## Text for analysis
[Start of Attachment]
Well gosh, it sounds like Governor Palin is pretty good at being a politician. How very odd for someone whose career is politics.
If that's all it takes then it says something about Bambi's health plan -- or lack of one -- in the first place, eh MoDo?
Sarahcuda knows, from her brush with Barry on the campaign trail, that he is vulnerable on matters that demand a visceral and muscular response rather than a logical and book-learned one.
He is vulnerable on the logic and book-learnt response side, too, so long as the listener is not already in the throws of passion. But, although entirely too common, psych0sexual perversion is a topic we shall not address here.
It's a strange defense: our guy can't be visceral, he can only be logical. Who did we elect as president, Spock?
Mr. Obama was charming and informed at his town hall in Montana on Friday, ...
... well, he was charming ...
[End of Attachment]
Resume the commentary on Governor Palin and Mr. Obama, starting right after its last line and keeping its voice.

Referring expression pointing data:
[Start of Attachment]
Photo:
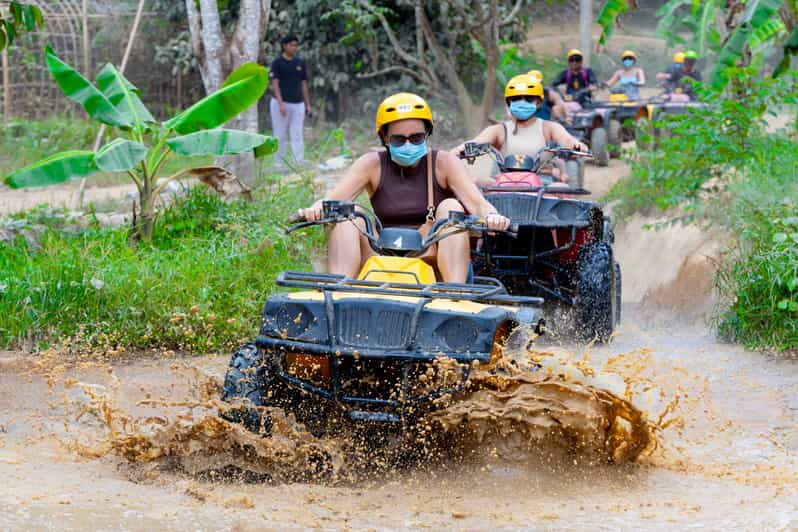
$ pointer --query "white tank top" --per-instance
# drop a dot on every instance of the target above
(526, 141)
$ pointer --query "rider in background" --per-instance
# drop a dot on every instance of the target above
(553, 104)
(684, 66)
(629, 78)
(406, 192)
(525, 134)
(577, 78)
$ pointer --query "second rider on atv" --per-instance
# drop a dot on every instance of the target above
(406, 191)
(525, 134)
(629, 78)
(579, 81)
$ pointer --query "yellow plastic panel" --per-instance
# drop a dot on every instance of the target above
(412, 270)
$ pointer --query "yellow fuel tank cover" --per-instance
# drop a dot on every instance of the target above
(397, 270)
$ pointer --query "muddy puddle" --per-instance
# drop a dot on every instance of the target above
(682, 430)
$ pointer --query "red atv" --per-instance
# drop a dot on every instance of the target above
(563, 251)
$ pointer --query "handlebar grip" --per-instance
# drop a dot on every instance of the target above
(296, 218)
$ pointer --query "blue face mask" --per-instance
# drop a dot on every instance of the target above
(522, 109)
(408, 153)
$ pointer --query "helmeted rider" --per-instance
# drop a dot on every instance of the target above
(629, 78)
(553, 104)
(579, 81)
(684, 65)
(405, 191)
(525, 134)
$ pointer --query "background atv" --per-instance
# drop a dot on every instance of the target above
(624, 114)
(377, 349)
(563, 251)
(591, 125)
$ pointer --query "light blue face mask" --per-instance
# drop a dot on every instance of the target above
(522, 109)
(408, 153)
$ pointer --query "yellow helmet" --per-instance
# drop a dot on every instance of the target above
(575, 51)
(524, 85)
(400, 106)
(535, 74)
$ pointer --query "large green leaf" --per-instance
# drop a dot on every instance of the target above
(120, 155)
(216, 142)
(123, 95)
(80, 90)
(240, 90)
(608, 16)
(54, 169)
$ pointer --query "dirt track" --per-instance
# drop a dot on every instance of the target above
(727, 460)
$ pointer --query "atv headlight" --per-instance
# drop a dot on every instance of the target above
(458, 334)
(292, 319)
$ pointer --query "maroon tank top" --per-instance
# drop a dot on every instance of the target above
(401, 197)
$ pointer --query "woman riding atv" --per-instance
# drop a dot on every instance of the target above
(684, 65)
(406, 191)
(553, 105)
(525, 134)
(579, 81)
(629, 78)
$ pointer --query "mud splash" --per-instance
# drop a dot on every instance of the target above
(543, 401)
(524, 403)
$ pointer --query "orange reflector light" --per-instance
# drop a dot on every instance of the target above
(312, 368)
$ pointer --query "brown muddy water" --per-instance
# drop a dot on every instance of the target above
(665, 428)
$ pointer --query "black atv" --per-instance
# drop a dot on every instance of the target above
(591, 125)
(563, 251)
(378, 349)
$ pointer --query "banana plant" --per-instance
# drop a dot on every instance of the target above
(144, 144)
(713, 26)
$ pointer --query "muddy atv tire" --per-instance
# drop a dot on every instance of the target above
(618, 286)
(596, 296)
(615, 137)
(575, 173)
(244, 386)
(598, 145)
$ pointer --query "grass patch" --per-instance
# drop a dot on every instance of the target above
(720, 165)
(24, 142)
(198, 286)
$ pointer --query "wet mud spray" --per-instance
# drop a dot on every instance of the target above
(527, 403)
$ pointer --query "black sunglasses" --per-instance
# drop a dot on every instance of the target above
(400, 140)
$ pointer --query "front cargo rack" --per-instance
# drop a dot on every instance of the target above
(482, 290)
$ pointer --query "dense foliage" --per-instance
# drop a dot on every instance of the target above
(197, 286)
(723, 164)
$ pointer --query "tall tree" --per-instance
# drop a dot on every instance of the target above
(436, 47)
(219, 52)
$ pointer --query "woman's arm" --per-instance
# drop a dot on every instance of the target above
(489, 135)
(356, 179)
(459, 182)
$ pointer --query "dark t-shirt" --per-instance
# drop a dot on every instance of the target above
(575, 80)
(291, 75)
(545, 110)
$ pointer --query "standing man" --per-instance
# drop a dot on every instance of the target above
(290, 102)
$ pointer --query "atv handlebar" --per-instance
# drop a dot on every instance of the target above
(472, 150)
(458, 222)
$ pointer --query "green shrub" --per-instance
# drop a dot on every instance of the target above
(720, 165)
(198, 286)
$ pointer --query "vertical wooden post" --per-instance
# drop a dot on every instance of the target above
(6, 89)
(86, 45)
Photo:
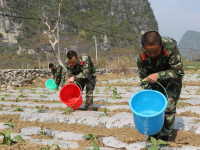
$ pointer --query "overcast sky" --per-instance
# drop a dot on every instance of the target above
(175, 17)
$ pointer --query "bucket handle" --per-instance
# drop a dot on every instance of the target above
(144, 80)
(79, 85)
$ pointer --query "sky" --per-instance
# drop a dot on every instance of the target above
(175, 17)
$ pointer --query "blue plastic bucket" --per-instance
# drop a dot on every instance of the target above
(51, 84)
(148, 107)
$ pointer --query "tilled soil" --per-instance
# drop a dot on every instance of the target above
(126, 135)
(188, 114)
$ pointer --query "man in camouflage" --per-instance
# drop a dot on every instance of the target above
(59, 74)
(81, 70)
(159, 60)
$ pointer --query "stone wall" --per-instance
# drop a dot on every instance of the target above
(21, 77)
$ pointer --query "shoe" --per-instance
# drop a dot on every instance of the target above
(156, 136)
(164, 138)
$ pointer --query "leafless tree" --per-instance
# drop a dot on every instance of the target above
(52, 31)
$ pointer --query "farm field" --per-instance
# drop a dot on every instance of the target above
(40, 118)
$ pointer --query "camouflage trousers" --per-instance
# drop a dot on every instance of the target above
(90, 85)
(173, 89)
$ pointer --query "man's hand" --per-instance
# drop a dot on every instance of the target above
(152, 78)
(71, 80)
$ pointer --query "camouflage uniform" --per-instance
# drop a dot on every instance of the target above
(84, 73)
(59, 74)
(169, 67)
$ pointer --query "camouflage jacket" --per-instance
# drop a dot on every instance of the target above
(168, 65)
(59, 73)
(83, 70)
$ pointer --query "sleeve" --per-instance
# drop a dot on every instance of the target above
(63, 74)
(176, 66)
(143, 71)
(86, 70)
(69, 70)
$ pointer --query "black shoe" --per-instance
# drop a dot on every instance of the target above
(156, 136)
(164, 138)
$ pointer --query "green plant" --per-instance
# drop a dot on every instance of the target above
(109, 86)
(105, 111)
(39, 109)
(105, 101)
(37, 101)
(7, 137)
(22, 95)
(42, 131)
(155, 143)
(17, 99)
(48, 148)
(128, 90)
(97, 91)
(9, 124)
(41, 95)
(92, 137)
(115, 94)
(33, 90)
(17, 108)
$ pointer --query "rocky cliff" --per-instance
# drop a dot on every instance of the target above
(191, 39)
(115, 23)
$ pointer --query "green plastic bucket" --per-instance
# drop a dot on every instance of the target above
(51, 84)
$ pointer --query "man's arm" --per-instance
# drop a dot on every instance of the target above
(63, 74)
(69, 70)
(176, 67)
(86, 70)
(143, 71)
[End of Attachment]
## Final answer
... but he's going to need some sustained passion, a clear plan and a narrative as gripping as Palin's I-see-dead-people scenario.
All areas where our president sadly lacks talent, as his predecessor was so ineffective at public speaking.
He sure didn't polish those skills in the Illinois Senate ...
She has successfully caricatured the White House health care effort, making it sound like the plot of the 1976 sci-fi movie "Logan's Run," about a post-apocalyptic society with limited resources where you can live only until age 30, when you must take part in an extermination ceremony called "Carousel" or flee the city.
Except Downs' babies wouldn't be given until age 30, they'd only get to the middle of the second trimester ...
Painting the Giacometti-esque Emanuel as a creepy Dr. Death, ...
... which seems to be about right given what Zeke advocates ...
... Palin attacked him on her Facebook page a week ago, complaining that his "Orwellian thinking" could lead to a "death panel" with bureaucrats deciding whether to pull the plug on less hardy Americans.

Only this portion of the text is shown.